GIVEN TEXT:
Posted on 10/31/2001 9:45:37 AM PST by sourcery
*Zeno didn't show that anything was quantized.*
I didn't say he did. I said he showed that if space isn't quantized then time isn't either. He started by assuming space isn't quantized, and the contradiction he reaches trades on the assumption that time is quantized, that you can't have arbitrarily small time increments. Because if you could, then there is no contradiction since the infinitely many DECREASING time intervals can still be completed in a finite time.
*He tacitly assumed that a length in space was infinitely divisible, i.e. non-quantized and argued that before you could get halfway along the length, you would have to previously get a quarter of the way, and before that ... *
What I said. There is no problem with going smaller and smaller fractions of the way if you can take smaller and smaller fractions of time to do it.
*The conclusion he drew was not that space was quantized (that there was a smallest distance, an indivisible atom of space), but that motion was impossible and change must therefore be an illusion.*
His argument shows you can't have both discrete time and continuous space. I never said he concluded space was quantized; it is possible to reject discrete time instead of rejecting continuous space. There are two ways to reject discrete time: with continuous time, which Zeno could not imagine but which was the "solution" to Zeno's paradox supported by physicists before 1900, OR by rejecting time as a separate concept altogether, which was Zeno's way and which agrees with the spacetime view of physics pioneered by Einstein.

RAW DATA:

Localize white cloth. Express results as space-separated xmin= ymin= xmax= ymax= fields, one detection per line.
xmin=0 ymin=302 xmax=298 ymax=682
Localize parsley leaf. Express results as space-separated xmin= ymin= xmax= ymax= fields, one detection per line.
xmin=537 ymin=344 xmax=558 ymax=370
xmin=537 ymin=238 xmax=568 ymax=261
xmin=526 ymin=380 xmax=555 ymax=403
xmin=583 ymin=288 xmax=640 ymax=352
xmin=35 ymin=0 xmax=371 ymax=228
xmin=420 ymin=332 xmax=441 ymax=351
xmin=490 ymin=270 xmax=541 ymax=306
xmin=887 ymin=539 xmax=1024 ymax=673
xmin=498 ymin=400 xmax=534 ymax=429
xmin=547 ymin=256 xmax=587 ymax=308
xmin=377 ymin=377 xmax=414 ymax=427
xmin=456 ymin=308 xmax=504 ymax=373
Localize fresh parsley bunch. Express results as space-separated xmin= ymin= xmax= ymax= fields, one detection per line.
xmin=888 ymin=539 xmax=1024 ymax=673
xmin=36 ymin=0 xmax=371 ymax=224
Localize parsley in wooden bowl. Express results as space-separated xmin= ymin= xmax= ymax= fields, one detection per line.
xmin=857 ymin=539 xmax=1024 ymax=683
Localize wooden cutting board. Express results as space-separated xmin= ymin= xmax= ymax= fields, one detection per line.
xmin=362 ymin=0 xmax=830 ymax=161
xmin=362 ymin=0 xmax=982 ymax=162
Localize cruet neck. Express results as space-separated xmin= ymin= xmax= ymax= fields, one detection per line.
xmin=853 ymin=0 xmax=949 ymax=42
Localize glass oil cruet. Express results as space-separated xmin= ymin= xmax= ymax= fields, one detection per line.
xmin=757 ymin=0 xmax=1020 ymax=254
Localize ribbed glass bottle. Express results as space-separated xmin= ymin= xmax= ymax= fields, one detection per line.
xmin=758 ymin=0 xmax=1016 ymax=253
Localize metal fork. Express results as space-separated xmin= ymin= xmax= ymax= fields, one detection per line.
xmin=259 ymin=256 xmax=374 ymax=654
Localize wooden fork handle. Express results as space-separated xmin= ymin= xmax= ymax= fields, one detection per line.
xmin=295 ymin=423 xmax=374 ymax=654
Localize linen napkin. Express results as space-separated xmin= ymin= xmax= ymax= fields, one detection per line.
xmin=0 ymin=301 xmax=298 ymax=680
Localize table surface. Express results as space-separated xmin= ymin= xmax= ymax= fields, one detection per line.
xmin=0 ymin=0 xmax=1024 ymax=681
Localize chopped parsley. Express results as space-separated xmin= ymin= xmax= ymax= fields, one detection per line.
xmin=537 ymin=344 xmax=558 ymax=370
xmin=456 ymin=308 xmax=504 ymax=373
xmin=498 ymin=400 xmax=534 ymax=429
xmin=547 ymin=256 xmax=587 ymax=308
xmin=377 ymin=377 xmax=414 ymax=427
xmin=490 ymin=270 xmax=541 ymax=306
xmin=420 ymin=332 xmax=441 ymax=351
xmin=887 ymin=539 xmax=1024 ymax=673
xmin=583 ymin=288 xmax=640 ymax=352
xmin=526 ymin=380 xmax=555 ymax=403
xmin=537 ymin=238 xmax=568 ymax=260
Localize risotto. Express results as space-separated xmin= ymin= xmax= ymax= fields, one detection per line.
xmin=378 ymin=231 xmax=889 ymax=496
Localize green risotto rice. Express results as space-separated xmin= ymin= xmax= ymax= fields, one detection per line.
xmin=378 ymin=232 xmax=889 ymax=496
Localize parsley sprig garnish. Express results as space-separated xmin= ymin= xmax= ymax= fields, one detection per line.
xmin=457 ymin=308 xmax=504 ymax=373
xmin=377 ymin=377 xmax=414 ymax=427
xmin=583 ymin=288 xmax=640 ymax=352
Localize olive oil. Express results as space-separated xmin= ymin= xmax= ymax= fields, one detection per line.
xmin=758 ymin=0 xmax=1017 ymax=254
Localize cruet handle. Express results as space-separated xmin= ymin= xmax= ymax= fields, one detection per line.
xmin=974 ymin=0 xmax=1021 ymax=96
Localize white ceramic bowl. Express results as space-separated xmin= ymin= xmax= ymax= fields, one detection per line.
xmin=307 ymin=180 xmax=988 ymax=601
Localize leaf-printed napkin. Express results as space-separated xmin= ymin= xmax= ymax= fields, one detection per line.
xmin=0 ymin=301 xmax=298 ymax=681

TO BE DONE:
(A) Answer these questions about the post on Zeno's paradox:
(i) What conclusion does the post say Zeno drew about motion and change?
(ii) What did physicists support as the "solution" to Zeno's paradox before 1900?
(iii) Which view of physics does the post say agrees with rejecting time as a separate concept?
(B) Reproduce the records from their first line up to and including the line with "xmin=853 ymin=0 xmax=949 ymax=42", swapping "Localize" for "Locate" and leaving everything else unchanged.

RESULTS OF THE EXERCISE:
(A)
(i) Motion was impossible, and change must therefore be an illusion.
(ii) Continuous time.
(iii) The spacetime view of physics pioneered by Einstein.

(B)
Locate white cloth. Express results as space-separated xmin= ymin= xmax= ymax= fields, one detection per line.
xmin=0 ymin=302 xmax=298 ymax=682
Locate parsley leaf. Express results as space-separated xmin= ymin= xmax= ymax= fields, one detection per line.
xmin=537 ymin=344 xmax=558 ymax=370
xmin=537 ymin=238 xmax=568 ymax=261
xmin=526 ymin=380 xmax=555 ymax=403
xmin=583 ymin=288 xmax=640 ymax=352
xmin=35 ymin=0 xmax=371 ymax=228
xmin=420 ymin=332 xmax=441 ymax=351
xmin=490 ymin=270 xmax=541 ymax=306
xmin=887 ymin=539 xmax=1024 ymax=673
xmin=498 ymin=400 xmax=534 ymax=429
xmin=547 ymin=256 xmax=587 ymax=308
xmin=377 ymin=377 xmax=414 ymax=427
xmin=456 ymin=308 xmax=504 ymax=373
Locate fresh parsley bunch. Express results as space-separated xmin= ymin= xmax= ymax= fields, one detection per line.
xmin=888 ymin=539 xmax=1024 ymax=673
xmin=36 ymin=0 xmax=371 ymax=224
Locate parsley in wooden bowl. Express results as space-separated xmin= ymin= xmax= ymax= fields, one detection per line.
xmin=857 ymin=539 xmax=1024 ymax=683
Locate wooden cutting board. Express results as space-separated xmin= ymin= xmax= ymax= fields, one detection per line.
xmin=362 ymin=0 xmax=830 ymax=161
xmin=362 ymin=0 xmax=982 ymax=162
Locate cruet neck. Express results as space-separated xmin= ymin= xmax= ymax= fields, one detection per line.
xmin=853 ymin=0 xmax=949 ymax=42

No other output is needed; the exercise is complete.